(WHAT THE EXERCISE ASKS) Among the entries that follow, how many lines contain the string "balcony"? Write the number alone.

Stored data entries
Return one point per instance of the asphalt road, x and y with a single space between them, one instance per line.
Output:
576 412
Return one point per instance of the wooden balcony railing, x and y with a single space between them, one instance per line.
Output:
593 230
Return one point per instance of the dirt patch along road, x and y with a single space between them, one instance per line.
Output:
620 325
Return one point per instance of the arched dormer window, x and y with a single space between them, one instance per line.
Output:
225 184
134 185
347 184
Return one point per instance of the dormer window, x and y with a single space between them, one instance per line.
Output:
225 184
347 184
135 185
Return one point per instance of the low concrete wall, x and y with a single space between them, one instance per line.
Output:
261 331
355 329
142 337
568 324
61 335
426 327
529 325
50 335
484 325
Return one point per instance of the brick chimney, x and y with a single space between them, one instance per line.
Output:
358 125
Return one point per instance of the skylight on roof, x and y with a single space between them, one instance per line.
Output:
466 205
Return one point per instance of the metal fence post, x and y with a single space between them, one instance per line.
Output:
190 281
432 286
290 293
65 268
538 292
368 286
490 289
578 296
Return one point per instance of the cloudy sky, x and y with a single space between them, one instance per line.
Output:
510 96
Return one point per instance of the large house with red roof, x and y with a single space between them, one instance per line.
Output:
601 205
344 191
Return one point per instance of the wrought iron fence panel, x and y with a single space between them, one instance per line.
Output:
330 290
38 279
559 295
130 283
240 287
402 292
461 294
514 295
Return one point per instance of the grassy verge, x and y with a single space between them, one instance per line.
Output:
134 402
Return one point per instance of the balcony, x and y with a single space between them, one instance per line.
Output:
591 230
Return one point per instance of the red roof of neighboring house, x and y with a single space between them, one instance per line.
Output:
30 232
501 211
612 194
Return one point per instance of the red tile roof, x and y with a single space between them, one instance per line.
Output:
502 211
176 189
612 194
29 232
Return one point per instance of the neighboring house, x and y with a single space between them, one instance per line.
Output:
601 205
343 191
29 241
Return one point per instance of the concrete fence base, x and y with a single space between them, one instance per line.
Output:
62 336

(WRITTEN ANSWER) 2